--- Directions ---
Take the lines from the one containing "Record the location of each instance of the dry curled" through the final line below and restate them exactly. Omit the pictures.
- - -
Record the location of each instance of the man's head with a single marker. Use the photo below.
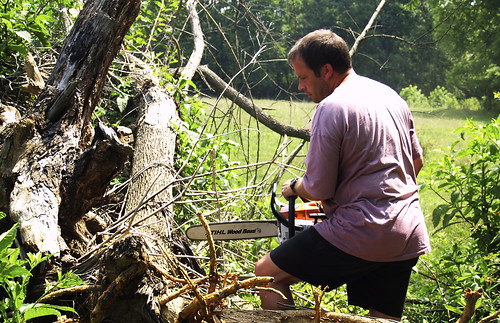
(321, 62)
(322, 47)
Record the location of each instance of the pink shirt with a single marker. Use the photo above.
(360, 164)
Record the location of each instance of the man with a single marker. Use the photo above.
(362, 163)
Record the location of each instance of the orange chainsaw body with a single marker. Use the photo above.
(303, 211)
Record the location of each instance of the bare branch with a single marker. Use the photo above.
(246, 104)
(199, 44)
(367, 27)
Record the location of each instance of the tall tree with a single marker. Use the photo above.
(470, 33)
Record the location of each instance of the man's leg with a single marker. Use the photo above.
(271, 300)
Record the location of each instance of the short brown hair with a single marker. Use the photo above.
(322, 47)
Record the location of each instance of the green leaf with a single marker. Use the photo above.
(438, 214)
(8, 237)
(24, 35)
(453, 309)
(34, 312)
(9, 271)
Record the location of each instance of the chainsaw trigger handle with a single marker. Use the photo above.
(277, 214)
(291, 216)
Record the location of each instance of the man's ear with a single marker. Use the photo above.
(327, 70)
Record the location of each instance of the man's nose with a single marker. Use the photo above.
(301, 86)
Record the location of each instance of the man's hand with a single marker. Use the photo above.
(286, 189)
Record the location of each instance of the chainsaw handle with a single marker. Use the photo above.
(291, 216)
(279, 216)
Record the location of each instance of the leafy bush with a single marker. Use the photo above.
(467, 226)
(15, 274)
(442, 99)
(470, 174)
(414, 96)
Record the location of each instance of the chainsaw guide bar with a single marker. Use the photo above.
(236, 230)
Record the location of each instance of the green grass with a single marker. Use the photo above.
(435, 128)
(436, 131)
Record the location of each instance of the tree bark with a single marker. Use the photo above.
(43, 162)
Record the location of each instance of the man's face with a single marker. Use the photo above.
(317, 88)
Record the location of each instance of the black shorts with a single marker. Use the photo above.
(380, 286)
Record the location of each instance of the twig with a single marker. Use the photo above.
(471, 298)
(68, 291)
(318, 297)
(213, 277)
(367, 27)
(490, 318)
(186, 288)
(214, 298)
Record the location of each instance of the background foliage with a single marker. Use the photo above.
(441, 55)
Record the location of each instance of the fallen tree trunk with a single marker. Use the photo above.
(43, 163)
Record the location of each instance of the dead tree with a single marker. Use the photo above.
(54, 165)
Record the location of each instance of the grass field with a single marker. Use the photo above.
(435, 128)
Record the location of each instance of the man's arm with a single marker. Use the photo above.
(298, 190)
(418, 163)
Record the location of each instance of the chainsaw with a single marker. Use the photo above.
(289, 220)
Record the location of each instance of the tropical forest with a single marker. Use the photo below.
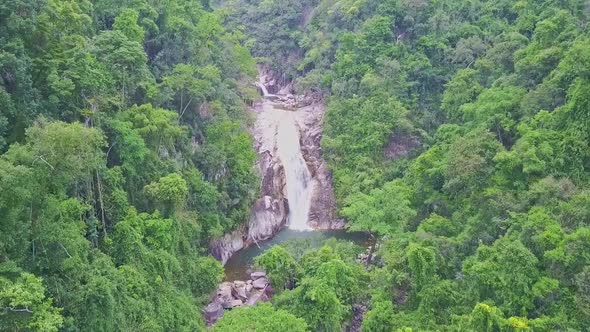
(306, 165)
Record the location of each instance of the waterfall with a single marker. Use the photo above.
(283, 128)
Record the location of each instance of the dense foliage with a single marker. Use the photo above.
(122, 128)
(457, 133)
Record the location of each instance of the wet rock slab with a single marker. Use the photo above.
(235, 294)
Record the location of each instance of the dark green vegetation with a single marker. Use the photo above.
(122, 132)
(458, 134)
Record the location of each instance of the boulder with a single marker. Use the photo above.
(236, 303)
(257, 275)
(239, 292)
(224, 290)
(260, 283)
(255, 297)
(213, 312)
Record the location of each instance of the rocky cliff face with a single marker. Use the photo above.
(323, 204)
(269, 213)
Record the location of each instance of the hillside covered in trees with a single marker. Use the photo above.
(457, 133)
(124, 151)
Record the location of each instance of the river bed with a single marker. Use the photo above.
(240, 264)
(278, 132)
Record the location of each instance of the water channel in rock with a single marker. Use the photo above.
(282, 127)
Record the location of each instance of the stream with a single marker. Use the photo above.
(281, 129)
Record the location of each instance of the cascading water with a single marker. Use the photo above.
(277, 131)
(298, 177)
(296, 172)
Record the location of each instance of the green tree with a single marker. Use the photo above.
(262, 317)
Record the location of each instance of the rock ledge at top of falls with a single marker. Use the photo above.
(270, 212)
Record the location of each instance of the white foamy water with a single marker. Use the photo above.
(280, 130)
(296, 171)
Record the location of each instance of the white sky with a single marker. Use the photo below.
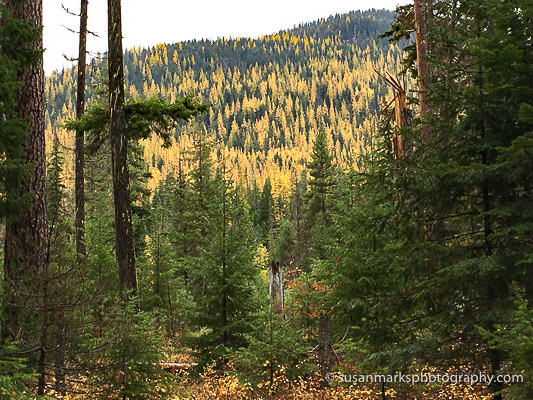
(149, 22)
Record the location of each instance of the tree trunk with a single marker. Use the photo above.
(79, 222)
(26, 241)
(59, 363)
(275, 277)
(421, 52)
(325, 349)
(119, 154)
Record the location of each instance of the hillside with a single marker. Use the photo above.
(269, 96)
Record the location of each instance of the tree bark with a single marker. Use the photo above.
(26, 241)
(421, 53)
(325, 349)
(275, 277)
(26, 244)
(79, 222)
(119, 154)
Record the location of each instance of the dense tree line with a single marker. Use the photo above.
(412, 257)
(268, 96)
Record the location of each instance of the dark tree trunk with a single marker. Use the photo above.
(79, 221)
(119, 153)
(421, 52)
(325, 349)
(26, 242)
(59, 363)
(275, 277)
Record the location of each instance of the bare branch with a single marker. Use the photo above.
(68, 11)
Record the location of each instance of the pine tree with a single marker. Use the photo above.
(26, 246)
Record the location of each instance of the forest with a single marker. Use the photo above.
(341, 210)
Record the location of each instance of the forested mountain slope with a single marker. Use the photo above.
(269, 96)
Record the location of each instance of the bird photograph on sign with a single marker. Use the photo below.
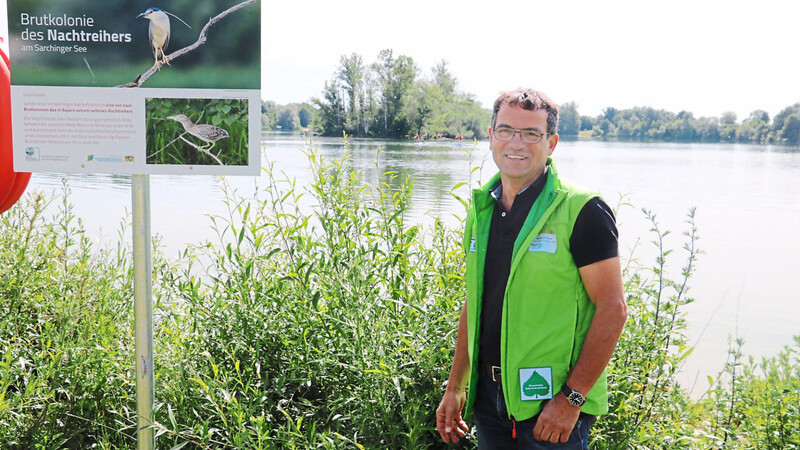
(202, 44)
(192, 131)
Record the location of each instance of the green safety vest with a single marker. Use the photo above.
(546, 310)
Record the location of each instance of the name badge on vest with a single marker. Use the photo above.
(545, 242)
(536, 383)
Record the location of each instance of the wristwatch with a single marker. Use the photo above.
(574, 397)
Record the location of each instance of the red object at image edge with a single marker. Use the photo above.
(12, 184)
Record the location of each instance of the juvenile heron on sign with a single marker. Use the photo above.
(158, 32)
(209, 134)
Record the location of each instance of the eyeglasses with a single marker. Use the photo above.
(506, 134)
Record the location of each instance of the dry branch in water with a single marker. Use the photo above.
(141, 78)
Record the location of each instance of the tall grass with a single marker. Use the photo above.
(328, 326)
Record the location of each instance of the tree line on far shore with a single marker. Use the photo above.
(389, 98)
(645, 123)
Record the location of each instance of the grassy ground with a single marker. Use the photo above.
(325, 328)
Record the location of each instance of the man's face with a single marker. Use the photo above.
(519, 162)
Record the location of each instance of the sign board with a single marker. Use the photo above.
(89, 94)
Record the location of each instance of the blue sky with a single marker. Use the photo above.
(707, 57)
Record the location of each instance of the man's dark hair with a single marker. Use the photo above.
(530, 100)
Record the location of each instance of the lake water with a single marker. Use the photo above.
(747, 199)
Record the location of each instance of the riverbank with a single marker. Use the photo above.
(327, 326)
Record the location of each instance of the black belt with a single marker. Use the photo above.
(493, 372)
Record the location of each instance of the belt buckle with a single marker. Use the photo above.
(496, 372)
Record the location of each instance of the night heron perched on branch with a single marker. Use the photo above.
(209, 134)
(158, 32)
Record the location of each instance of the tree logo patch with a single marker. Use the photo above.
(536, 383)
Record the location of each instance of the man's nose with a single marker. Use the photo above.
(516, 140)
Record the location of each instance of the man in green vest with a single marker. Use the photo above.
(545, 304)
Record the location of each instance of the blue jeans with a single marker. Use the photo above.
(494, 428)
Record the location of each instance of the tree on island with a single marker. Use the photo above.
(389, 99)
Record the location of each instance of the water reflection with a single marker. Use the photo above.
(747, 199)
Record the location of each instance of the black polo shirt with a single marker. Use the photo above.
(593, 239)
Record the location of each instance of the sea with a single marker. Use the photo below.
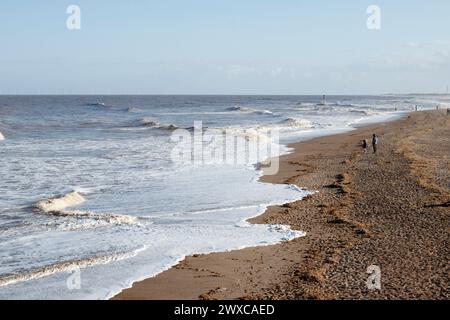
(92, 198)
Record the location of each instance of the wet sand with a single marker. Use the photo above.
(389, 210)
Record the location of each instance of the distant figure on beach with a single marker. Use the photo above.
(374, 143)
(365, 145)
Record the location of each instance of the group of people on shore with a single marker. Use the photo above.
(365, 145)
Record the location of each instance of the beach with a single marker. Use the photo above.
(388, 210)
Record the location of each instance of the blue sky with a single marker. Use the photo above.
(224, 47)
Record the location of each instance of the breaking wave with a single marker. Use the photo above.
(296, 123)
(249, 110)
(96, 104)
(152, 123)
(133, 110)
(66, 267)
(57, 207)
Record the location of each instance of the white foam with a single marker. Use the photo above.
(249, 110)
(150, 122)
(59, 204)
(64, 267)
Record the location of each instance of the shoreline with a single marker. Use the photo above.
(298, 268)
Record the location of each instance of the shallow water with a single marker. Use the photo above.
(131, 212)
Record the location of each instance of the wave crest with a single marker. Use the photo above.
(57, 206)
(152, 123)
(66, 267)
(248, 110)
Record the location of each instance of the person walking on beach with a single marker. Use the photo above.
(374, 143)
(365, 145)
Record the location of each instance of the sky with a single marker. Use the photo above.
(224, 47)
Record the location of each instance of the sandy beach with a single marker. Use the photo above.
(389, 210)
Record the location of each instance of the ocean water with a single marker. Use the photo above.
(91, 199)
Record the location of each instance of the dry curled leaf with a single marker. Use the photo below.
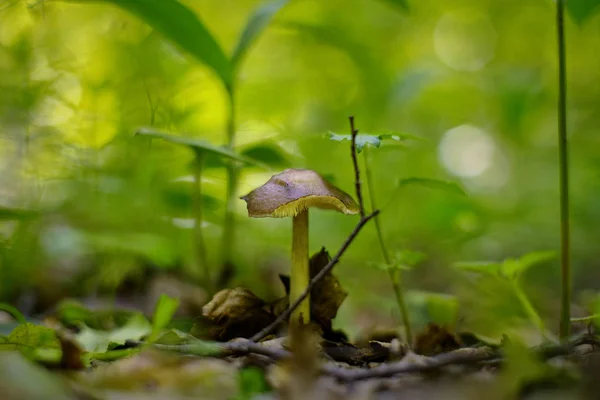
(236, 313)
(434, 340)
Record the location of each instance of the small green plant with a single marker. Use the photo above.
(404, 259)
(182, 26)
(202, 149)
(511, 270)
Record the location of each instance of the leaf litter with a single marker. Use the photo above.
(122, 355)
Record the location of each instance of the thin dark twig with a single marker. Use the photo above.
(357, 184)
(456, 357)
(283, 316)
(363, 220)
(460, 356)
(236, 347)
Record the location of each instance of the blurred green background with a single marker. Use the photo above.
(89, 210)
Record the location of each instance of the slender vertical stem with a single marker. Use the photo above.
(232, 182)
(199, 244)
(565, 323)
(354, 132)
(300, 268)
(395, 275)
- - -
--- Exercise answer ---
Record the location of each instance of the dry curled leaf with a single marker. Use the photo below.
(236, 313)
(434, 340)
Record the location of each instance of the small green plant with a single marker. Use the photo above.
(404, 259)
(182, 26)
(202, 149)
(511, 270)
Record the location of each instance of the leaf litter with a single marker. Use the photo above.
(122, 355)
Record the location of each instance of the thin dark twig with a single marker. Use the photo above.
(357, 184)
(456, 357)
(283, 316)
(363, 220)
(460, 356)
(236, 347)
Record the location of each instance of the blurred green background with a single marker. Use the photo above.
(89, 210)
Record the location of each instance of the slender vertical stem with a single marker. Use the photo above.
(232, 182)
(199, 244)
(565, 323)
(354, 132)
(300, 268)
(395, 275)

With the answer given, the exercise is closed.